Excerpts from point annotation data
##############################

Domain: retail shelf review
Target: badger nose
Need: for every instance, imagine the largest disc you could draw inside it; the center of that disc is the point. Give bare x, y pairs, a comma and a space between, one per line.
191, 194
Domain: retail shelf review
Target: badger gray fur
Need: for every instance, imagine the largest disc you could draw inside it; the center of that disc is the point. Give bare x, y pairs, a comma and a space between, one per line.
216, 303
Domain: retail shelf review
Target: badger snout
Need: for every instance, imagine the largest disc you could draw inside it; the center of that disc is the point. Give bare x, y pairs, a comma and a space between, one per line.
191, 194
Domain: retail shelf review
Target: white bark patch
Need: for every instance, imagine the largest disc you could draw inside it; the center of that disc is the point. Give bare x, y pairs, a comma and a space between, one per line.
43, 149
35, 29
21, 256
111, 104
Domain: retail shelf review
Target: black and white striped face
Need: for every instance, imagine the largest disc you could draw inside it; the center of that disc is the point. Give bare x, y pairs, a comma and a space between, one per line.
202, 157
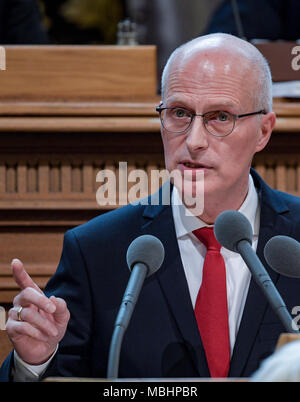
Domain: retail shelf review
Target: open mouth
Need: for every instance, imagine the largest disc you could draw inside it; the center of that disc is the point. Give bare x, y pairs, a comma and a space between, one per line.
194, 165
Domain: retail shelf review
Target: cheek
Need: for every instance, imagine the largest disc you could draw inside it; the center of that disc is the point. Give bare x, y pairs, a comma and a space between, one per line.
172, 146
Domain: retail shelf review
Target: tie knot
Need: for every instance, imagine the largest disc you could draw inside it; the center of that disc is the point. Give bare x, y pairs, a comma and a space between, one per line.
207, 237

##############################

Given task: Reproduce all of the material above line for line without altering anything, and leave the pictures out of your answer.

Correct output:
Domain: retail shelf review
Target: badger nose
Need: for every instance, imagine the largest disc you could draw inside it; the center of that disc is the point. Give bare x, y pairs, a comma and a space between, one per line.
191, 194
Domain: retail shelf review
Target: badger gray fur
Need: for every instance, imagine the largest disc you could draw inside it; the center of that disc is the point. Give bare x, y pairs, a comma and a space between, one per line.
216, 303
Domain: retail shelf review
Target: badger snout
Need: for every instance, imagine the largest disc you could draw inside it; the center of that disc is the point. Give bare x, y pairs, a comma and a space between, one per line.
191, 194
Domain: retail shelf review
Target: white bark patch
Need: for every instance, imagine the largest disc you could draw inside it; the center of that disc is the point. Give bare x, y pairs, a comma and a space between, one per line.
43, 149
35, 29
21, 256
111, 104
Domain: retail shelf review
Target: black and white striped face
Need: for every instance, imagine the largest disc you could draw inside it; the center of that disc is the point. Give bare x, y pairs, a comma and a space between, one per line.
202, 157
Domain: retail shelf review
Target: open mouth
Need: for every instance, imagine the largest disc you could draw inside it; the center of that disc is the point. Give bare x, y pairs, a comma and a space between, one per line.
194, 165
Domain: retail shelf review
Target: cheek
Need: for every instance, imagine the largest disc you could draw inside it; the center of that disc is the point. Give bare x, y pairs, a comma and a space between, one per line.
172, 146
Domain: retail shelf review
Target: tie knot
Need: for every instance, imagine the largest disc you could draw inside it; the center of that disc is the point. Give bare x, y pairs, a comma and a space between, one per line.
207, 237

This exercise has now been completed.